The Financial Times has great story about that profoundly strange and beautiful country, Japan:
In Japan, the trees are blue. So are the traffic lights, even though they look decidedly green to uninitiated outsiders. The Japanese do have a word for green, but when it comes to foliage and traffic signals, blue is the preferred term.
Blue trees are not the only initially puzzling thing about Japan. In a hundred tiny gestures and assumptions, Japan can seem just slightly out of kilter. When Japanese people refer to themselves, they point to their nose, not their heart. Many restaurants have no chairs. The Japanese count in units of ten thousand, making the population of Japan one-thousand-two-hundred-and-fifty ten thousands, not 125 million as you might have thought. The calendar is different, too. Circular not linear, time tracks each imperial reign – I am sending this dispatch, not from the year 2008, but from Heisei 20.
◇ ◇ ◇ ◇
• [What you will do]
**A.** In the passage about Japan, translate the following sentence into Spanish: "The Japanese do have a word for green, but when it comes to foliage and traffic signals, blue is the preferred term."
**B.** Carry the passage about Japan forward from its final sentence, keeping the same voice and subject.
◇ ◇ ◇ ◇
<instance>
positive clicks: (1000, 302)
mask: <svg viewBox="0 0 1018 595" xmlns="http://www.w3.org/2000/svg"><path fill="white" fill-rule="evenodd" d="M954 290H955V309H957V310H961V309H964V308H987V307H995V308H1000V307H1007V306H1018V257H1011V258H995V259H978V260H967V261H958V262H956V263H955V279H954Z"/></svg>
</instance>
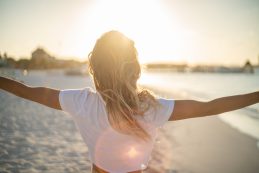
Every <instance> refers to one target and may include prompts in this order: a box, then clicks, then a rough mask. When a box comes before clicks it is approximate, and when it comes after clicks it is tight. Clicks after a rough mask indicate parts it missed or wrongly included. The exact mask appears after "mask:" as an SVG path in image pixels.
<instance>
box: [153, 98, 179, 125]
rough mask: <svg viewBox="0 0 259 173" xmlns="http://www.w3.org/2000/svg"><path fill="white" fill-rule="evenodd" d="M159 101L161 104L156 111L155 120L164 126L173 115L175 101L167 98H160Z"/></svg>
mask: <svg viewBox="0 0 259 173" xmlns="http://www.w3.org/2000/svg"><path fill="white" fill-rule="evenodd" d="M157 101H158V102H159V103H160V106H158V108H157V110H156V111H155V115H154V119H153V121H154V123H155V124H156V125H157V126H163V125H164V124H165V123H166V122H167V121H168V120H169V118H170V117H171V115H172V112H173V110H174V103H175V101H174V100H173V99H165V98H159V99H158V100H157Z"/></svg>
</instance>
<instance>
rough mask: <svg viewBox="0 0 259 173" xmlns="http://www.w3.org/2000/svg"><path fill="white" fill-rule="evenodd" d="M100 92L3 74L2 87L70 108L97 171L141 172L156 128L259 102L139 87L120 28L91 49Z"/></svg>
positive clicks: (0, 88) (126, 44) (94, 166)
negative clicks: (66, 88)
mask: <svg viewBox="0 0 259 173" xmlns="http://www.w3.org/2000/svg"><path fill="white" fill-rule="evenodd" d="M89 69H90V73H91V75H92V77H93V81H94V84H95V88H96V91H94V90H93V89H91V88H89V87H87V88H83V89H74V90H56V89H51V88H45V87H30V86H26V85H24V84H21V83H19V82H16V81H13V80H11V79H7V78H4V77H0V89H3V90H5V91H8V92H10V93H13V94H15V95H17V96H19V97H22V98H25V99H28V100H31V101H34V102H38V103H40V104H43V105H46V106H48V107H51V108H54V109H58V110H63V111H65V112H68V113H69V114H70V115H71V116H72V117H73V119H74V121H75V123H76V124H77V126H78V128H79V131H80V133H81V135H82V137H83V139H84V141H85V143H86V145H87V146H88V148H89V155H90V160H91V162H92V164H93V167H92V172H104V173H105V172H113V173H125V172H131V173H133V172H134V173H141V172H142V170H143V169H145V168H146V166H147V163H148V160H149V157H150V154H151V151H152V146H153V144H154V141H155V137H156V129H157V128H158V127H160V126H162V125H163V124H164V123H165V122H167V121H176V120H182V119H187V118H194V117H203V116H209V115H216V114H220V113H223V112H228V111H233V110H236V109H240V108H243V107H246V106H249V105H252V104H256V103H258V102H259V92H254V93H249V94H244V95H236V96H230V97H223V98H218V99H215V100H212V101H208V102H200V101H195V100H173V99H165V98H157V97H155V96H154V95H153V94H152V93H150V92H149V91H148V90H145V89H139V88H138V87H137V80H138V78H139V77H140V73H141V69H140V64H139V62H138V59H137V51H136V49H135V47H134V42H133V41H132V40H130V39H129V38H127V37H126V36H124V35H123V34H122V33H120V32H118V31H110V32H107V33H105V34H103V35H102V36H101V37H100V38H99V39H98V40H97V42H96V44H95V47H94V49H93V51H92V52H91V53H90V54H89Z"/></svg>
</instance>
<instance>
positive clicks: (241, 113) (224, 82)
◇ ◇ ◇ ◇
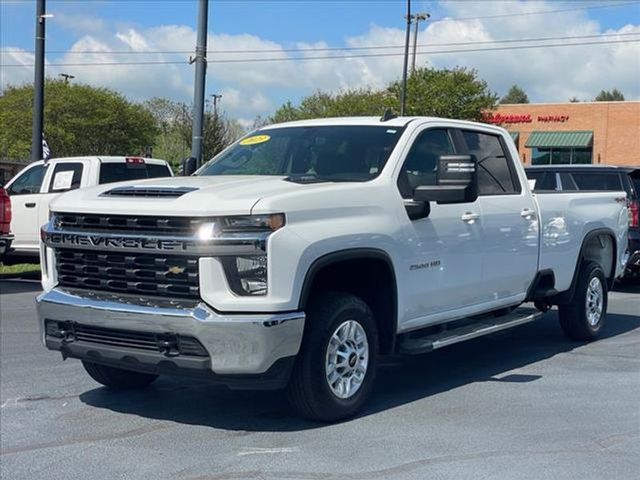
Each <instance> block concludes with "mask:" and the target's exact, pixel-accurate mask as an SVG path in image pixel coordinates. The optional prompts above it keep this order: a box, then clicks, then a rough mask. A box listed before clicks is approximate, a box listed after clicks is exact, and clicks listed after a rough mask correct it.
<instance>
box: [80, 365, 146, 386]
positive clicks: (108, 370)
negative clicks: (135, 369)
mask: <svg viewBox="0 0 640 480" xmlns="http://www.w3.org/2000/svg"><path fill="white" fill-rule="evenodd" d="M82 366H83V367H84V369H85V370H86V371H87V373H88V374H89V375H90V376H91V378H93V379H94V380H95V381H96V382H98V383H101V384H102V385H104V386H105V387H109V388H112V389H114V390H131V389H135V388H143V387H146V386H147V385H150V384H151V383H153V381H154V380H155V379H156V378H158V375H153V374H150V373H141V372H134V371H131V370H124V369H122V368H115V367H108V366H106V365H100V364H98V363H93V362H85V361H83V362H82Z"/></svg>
◇ ◇ ◇ ◇
• [Answers to each task]
**A.** Los japoneses sí tienen una palabra para el verde, pero cuando se trata del follaje y de los semáforos, el azul es el término preferido.

**B.**
These are superficial differences to be sure, tiny variations of the sort found in many places a western-centric observer might consider ”odd”. But even experienced Japanologists can find Japan a topsy-turvy place. Lafcadio Hearn, an Irish-Greek who pitched up in Japan in 1890, only a decade after the country opened to the west, wrote: ”The outward strangeness of things in Japan produces a queer thrill impossible to describe – a feeling of weirdness which comes to us only with the perception of the totally unfamiliar.”
I think I may have found the name for that strange breed of (mostly) men that find themselves in far flung places, marry locals and end their days there after going native: Lafcadios .
I have met many of these people. They are very often hybrid Third Culture Kids that have grown up to be global nomads. They wander the world, falling in love with a succession of strange countries and peoples, eventually settling somewhere very far from where they started out. They are the “local foreigner” you find in may small towns or the source of red hair in a remote Nicaraguan village.